DATA TO EXAMINE: Begin

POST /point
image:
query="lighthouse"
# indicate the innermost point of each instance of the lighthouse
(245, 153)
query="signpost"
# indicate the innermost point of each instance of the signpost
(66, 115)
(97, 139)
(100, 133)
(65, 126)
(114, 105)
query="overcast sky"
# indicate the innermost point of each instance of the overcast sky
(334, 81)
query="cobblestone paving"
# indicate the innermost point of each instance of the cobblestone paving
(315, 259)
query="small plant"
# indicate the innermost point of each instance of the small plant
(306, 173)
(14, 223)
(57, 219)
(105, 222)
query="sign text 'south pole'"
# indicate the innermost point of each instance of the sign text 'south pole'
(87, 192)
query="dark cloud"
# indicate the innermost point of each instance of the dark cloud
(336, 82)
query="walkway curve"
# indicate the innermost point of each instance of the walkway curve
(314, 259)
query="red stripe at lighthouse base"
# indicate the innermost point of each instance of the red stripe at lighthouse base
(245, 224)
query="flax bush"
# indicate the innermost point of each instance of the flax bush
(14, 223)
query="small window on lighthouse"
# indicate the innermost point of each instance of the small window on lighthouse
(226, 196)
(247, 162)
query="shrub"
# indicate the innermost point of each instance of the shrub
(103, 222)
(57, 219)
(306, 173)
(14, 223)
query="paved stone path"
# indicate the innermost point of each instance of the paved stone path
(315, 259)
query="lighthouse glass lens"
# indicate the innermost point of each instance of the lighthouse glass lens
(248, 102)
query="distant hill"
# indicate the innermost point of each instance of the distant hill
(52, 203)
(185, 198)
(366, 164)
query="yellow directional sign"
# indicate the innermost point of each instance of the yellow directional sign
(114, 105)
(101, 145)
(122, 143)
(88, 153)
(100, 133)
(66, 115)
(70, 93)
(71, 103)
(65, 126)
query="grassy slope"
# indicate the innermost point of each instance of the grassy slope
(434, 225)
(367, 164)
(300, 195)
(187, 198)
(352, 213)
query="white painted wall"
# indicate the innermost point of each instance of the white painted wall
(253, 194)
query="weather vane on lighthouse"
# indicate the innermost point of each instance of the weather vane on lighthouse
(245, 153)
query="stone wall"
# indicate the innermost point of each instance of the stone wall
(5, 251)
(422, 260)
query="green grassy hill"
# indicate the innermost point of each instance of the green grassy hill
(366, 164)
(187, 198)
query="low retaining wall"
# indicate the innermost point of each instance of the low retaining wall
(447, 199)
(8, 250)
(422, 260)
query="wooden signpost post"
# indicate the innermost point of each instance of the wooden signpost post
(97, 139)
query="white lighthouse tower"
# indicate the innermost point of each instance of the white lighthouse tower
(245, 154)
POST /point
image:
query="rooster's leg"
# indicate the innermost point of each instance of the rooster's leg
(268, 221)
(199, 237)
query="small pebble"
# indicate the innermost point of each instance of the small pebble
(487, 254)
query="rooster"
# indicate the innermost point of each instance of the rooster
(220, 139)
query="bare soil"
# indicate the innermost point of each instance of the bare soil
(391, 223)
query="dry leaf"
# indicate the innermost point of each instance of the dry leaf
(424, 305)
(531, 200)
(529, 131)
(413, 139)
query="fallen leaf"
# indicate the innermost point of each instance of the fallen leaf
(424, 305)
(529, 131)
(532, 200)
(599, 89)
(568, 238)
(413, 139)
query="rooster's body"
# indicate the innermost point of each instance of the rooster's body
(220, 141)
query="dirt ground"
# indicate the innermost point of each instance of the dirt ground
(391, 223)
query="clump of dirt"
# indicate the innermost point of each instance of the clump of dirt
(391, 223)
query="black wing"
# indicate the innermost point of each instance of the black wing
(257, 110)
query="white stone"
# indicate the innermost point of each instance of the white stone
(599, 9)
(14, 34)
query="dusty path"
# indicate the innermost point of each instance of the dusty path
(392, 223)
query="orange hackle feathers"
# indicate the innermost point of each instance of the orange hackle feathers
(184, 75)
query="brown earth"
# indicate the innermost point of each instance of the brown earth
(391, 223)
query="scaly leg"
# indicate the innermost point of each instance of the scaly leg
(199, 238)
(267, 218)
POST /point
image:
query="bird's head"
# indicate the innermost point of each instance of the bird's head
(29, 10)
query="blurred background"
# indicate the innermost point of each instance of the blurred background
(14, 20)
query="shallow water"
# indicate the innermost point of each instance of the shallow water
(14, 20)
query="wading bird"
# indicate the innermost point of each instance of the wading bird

DATA TO EXAMINE: End

### TASK OBJECTIVE:
In the entries above, which lines hold the string "wading"? Report all of them.

### EXERCISE OUTPUT:
query="wading bird"
# indicate the innermost point of each instance of the wading bird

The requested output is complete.